(Entries from a pointing dataset)
++++++

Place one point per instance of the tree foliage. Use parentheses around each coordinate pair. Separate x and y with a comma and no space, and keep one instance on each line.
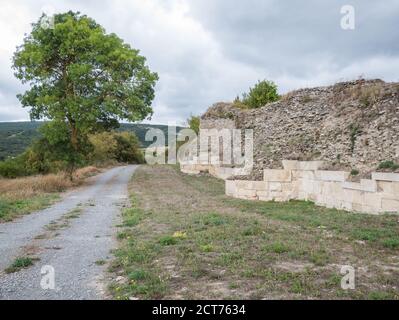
(194,123)
(81,79)
(262,93)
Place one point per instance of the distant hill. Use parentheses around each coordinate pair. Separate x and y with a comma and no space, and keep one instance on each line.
(15,137)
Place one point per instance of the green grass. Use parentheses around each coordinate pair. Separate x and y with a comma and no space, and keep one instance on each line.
(11,209)
(381,231)
(187,242)
(20,263)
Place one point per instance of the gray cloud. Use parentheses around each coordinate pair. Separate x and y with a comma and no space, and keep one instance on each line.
(206,50)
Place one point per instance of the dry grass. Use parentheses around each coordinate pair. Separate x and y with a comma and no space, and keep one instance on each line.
(25,195)
(35,185)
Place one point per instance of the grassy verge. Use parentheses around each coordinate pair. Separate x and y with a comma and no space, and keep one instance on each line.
(12,208)
(183,238)
(24,195)
(20,263)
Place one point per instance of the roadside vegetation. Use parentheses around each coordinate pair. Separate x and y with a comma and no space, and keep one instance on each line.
(23,195)
(191,241)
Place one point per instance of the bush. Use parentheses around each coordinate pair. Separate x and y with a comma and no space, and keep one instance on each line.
(388,165)
(15,167)
(261,94)
(194,123)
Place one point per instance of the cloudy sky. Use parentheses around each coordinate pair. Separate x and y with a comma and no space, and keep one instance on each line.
(211,50)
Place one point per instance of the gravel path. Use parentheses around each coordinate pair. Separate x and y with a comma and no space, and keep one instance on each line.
(74,237)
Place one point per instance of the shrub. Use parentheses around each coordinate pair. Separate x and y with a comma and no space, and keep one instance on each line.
(262,93)
(194,123)
(388,165)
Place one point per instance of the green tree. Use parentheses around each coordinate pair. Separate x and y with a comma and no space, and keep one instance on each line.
(194,123)
(82,79)
(261,94)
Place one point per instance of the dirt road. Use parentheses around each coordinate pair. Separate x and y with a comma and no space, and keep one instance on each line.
(73,238)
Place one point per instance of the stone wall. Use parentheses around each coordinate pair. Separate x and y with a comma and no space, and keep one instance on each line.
(302,180)
(350,125)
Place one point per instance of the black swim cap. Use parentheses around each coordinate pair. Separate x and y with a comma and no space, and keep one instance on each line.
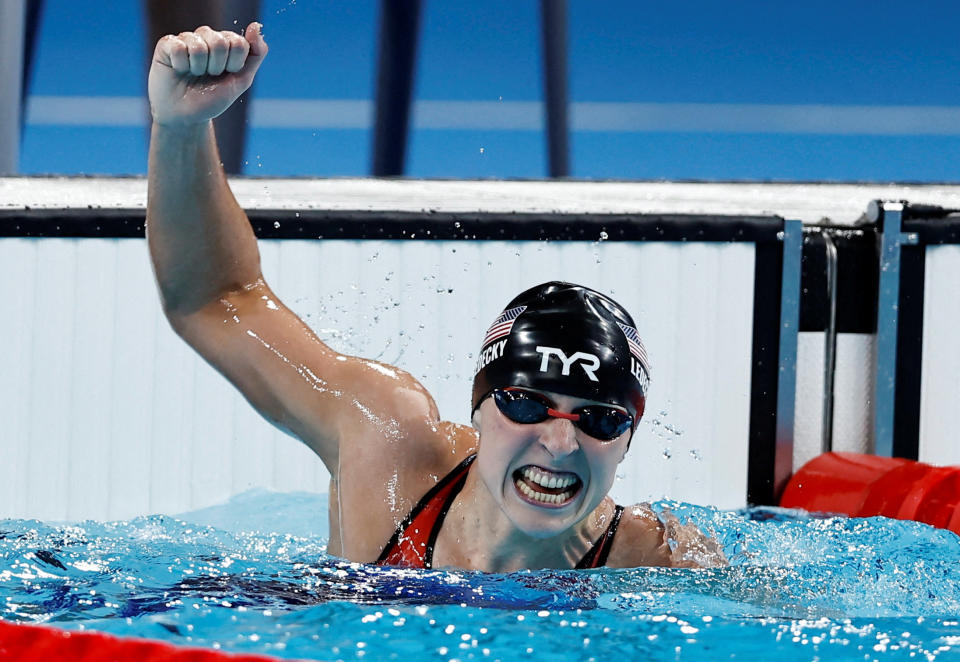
(567,339)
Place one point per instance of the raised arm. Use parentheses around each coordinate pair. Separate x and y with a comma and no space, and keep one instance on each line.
(200,240)
(207,266)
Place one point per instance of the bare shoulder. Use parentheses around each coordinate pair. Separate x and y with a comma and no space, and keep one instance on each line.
(646,538)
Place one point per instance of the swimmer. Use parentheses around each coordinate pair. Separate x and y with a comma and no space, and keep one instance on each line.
(560,387)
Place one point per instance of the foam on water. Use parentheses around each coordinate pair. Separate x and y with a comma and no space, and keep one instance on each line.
(798,587)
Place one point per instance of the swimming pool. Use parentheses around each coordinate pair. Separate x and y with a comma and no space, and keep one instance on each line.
(798,588)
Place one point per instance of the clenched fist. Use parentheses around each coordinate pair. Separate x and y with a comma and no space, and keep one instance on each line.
(196,75)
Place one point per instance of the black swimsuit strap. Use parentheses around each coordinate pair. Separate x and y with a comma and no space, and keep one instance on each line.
(596,557)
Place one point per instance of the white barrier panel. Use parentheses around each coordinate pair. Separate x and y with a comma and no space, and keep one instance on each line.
(107,414)
(853,395)
(940,370)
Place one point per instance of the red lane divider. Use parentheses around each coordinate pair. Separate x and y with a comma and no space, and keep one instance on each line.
(868,485)
(40,643)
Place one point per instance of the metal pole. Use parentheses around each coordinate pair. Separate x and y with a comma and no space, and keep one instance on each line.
(12,22)
(554,18)
(830,346)
(399,28)
(890,216)
(787,376)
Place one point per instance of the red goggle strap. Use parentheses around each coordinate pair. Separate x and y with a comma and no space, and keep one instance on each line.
(559,414)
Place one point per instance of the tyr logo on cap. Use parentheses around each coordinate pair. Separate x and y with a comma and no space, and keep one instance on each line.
(589,365)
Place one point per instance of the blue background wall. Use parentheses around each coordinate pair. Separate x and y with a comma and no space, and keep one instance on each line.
(776,58)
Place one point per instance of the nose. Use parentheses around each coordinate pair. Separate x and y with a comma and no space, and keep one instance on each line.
(559,437)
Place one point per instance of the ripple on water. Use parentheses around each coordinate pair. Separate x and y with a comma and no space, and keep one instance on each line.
(798,587)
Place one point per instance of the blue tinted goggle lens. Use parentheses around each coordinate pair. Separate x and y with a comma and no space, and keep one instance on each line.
(598,421)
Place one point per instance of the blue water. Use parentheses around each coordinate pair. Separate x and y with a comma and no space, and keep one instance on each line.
(798,588)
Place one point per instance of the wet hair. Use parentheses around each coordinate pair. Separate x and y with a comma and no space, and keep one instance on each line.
(567,339)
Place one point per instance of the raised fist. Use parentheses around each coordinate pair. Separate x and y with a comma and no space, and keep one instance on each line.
(196,75)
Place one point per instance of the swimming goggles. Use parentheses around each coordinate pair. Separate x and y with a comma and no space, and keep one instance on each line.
(598,421)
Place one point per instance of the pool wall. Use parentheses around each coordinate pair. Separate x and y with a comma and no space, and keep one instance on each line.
(109,415)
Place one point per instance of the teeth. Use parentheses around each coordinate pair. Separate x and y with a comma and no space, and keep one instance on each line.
(535,475)
(543,498)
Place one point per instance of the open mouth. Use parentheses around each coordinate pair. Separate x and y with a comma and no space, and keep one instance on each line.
(541,487)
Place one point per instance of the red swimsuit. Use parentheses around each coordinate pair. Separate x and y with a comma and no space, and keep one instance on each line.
(411,545)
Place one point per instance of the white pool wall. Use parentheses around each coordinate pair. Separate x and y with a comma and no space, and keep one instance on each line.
(110,415)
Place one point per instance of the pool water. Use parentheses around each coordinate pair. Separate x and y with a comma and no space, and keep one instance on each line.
(798,588)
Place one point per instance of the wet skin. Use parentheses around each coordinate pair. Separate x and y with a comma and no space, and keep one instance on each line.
(375,427)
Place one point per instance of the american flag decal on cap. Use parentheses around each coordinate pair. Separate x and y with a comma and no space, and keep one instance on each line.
(636,345)
(502,325)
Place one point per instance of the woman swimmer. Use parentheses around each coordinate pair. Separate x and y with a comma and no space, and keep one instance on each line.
(560,384)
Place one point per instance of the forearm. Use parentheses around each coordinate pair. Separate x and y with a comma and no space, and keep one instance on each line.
(200,241)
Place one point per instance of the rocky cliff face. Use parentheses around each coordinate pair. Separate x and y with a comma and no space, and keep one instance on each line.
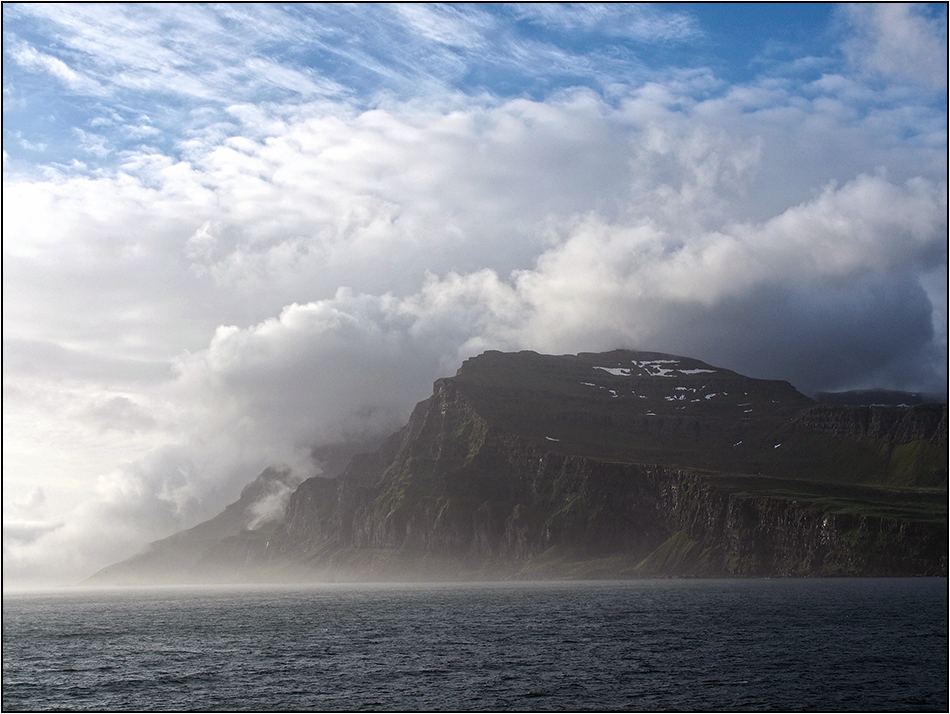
(616,465)
(454,494)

++++++

### Work to complete
In your copy, leave out the pictures and reproduce the material above exactly.

### Response
Place one point per instance of the tree foliage. Use parentheses around each coordinate pair. Separate x and y with a comma and no space, and keep one instance on each line.
(194,123)
(81,79)
(262,93)
Place one point per instance of the distant hill. Use parentheses around each coordinate pair. Separate x and y with a comma and no space, and keep one instance on each line.
(15,137)
Place one point per instance of the green grass. Use parentheses around each coordinate pair. Separate x and y with a comma and no space, and keep one instance on each line.
(11,209)
(381,231)
(187,242)
(20,263)
Place one point per instance of the gray cloud. Use parentheses around each coordinate pair. Separate x and y with a comma and no space, and keep one instance on each line.
(206,50)
Place one point per instance of the dry grass. Use parentheses around each coordinate pair. Separate x and y with a comma and no space, and keep one instance on each line.
(25,195)
(35,185)
Place one point per instance of the grassy verge. Use parentheses around each coordinate pair. Separate x and y with a comma and no space, and keep one instance on each line.
(12,208)
(183,238)
(24,195)
(20,263)
Place one point per instance of the roadside vegetation. Use parentheses around each coordinate pair. Separate x and y with a comma and no space, and keep one instance on each line.
(23,195)
(191,241)
Place one point per instance of the bush. Use parentheses around each coordinate pair. Separate x and y with a comma and no space, and keep one instance on each line.
(388,165)
(15,167)
(261,94)
(194,123)
Place one point per instance of the cloudy sky. Use parentheses around each coordinate pair. Separate x and y with a comma and no space, and keep one instance on each line.
(211,50)
Place one point per instance of the gravel path. Use parentheses around each coordinate pair. Separate x and y with a comma and no space, and keep one instance on each line.
(74,237)
Place one point per instance of the shrub. Use parentheses around each coordinate pair. Separate x and y with a comma and no space, and keep one instance on each line.
(262,93)
(194,123)
(388,165)
Place one point per instance of the green tree. Use parentheses around each coordinate pair. Separate x and y with a comma and no space, and keep one instance on each line.
(194,123)
(82,79)
(261,94)
Place one point per instance of the dirt road. Use parentheses around each coordinate pair. Separate x and y with a comma and no space, and keep one instance on each line.
(73,238)
Place one point per instance of the stone wall. Use parentheses around each coordinate pair. Separate x and y with a comma and no space, and keep one instance on each line.
(302,180)
(350,125)
Place one point per instance of the black swim cap. Use parentheses around each coordinate pair. Separate x and y with a comma and no space, and keep one instance on each line.
(567,339)
Place one point per instance of the raised arm. Use parentheses around each coordinate pair. Separate x and y with a comma and no space, and keep one instance on each line.
(200,240)
(207,266)
Place one point per instance of the bare shoulder. Use parentheses around each coordinate pair. Separate x and y with a comma and no space, and keep one instance on each line.
(646,538)
Place one point per instance of the swimmer. Use parentheses around each coordinate pair. Separate x and y with a comma and no space, and keep one instance on each line.
(560,387)
Place one point per instance of the foam on water. Use parentheses around each coordinate pair. Separate x and y with a comma and no space, and keep one instance on each line.
(798,587)
Place one point per instance of the swimming pool. Use parentheses around each coordinate pair. Separate x and y with a comma and no space, and keep one instance on each line.
(798,588)
Place one point per instance of the clenched fist. Use parentheses around each coordinate pair. Separate x and y with a comma and no space, and keep one instance on each line.
(196,75)
Place one point per instance of the black swimsuit strap. Use parentheses around each coordinate pair. Separate x and y with a comma and no space, and keep one instance on each line.
(596,557)
Place one point per instance of the white barrier panel. Use parentheses around each coordinate pair. Separate x and y with a comma and no space, and keep one instance on each line.
(107,414)
(853,395)
(940,370)
Place one point per instance of the red lane divider. Use parentheses around each coordinate pair. Separate x and y with a comma and no space, and keep one instance on each line.
(868,485)
(40,643)
Place one point per instance of the metal pole. Use parentheses around each coordinate pair. Separate x and y with a comma and no space, and keep one instance on each line.
(12,22)
(554,18)
(830,346)
(399,28)
(890,216)
(787,376)
Place one point per instance of the red goggle strap. Use parentheses around each coordinate pair. Separate x and y with a comma and no space, and keep one instance on each line.
(559,414)
Place one point per instance of the tyr logo on cap. Use parentheses around each coordinate pair. Separate x and y with a comma and no space, and keep one instance on each line.
(589,365)
Place one point per instance of the blue background wall. Use parentheses around each coordinate pair. Separate x and y with a comma and no space, and keep one instance on each line.
(776,58)
Place one point per instance of the nose. Use parentheses around each coordinate pair. Separate x and y with a comma and no space, and keep one instance on each line.
(559,437)
Place one point per instance of the ripple on water. Use parentheses around each coordinate pair. Separate x and y with a comma and no space, and keep one instance on each line.
(798,587)
Place one point per instance of the blue tinted goggle lens. Use parentheses around each coordinate pair. Separate x and y with a comma and no space, and keep one instance on each line.
(598,421)
Place one point per instance of the blue water. Use parentheses around each coordinate pair. Separate x and y with a comma and no space, and keep one instance on each line.
(798,588)
Place one point per instance of the wet hair. Use parentheses around each coordinate pair. Separate x and y with a comma and no space, and keep one instance on each line.
(567,339)
Place one point per instance of the raised fist. Use parentheses around each coordinate pair. Separate x and y with a comma and no space, and keep one instance on each line.
(196,75)
Place one point per instance of the swimming goggles. Use parentheses around each coordinate pair. Separate x and y with a comma and no space, and keep one instance on each line.
(598,421)
Place one point per instance of the pool wall. Use parentheses around each coordinate pair. Separate x and y with a comma and no space, and keep one instance on each line.
(109,415)
Place one point per instance of the teeth. Use parentheses around each coordinate pair. Separate x and y with a comma and no space, and keep one instance on each line.
(535,475)
(543,498)
Place one point per instance of the open mouth. Use parentheses around each coordinate pair. Separate x and y with a comma and no space, and keep one instance on each line.
(541,487)
Place one point per instance of the red swimsuit. Use parentheses around each coordinate pair. Separate x and y with a comma and no space, and keep one instance on each line.
(411,545)
Place one point per instance of the white pool wall. Use parentheses around each coordinate pair. Separate x and y with a comma and no space, and keep one instance on each line.
(110,415)
Place one point per instance of the pool water. Use parentheses around each coordinate pair. Separate x and y with a comma and no space, and keep one instance on each line.
(798,588)
Place one point per instance of the wet skin. Use parentheses around each coordinate pair. Separate x and y with a comma and no space, and keep one instance on each line.
(375,427)
Place one point per instance of the american flag decal on cap. Use parentheses around each coordinate pair. Separate x and y with a comma and no space, and keep one instance on each line.
(636,345)
(502,325)
Place one point per instance of the woman swimmer. Use parentheses around each coordinate pair. Separate x and y with a comma and no space, and keep one instance on each line.
(560,384)
Place one point per instance of the forearm. Use parentheses around each coordinate pair. Separate x and y with a comma and no space, and keep one instance on each line.
(200,241)
Place one point per instance of the rocky cliff face. Use parentheses around each coordinate pair. Separate x and y with a comma and no space, and keep one instance on each line.
(616,465)
(454,494)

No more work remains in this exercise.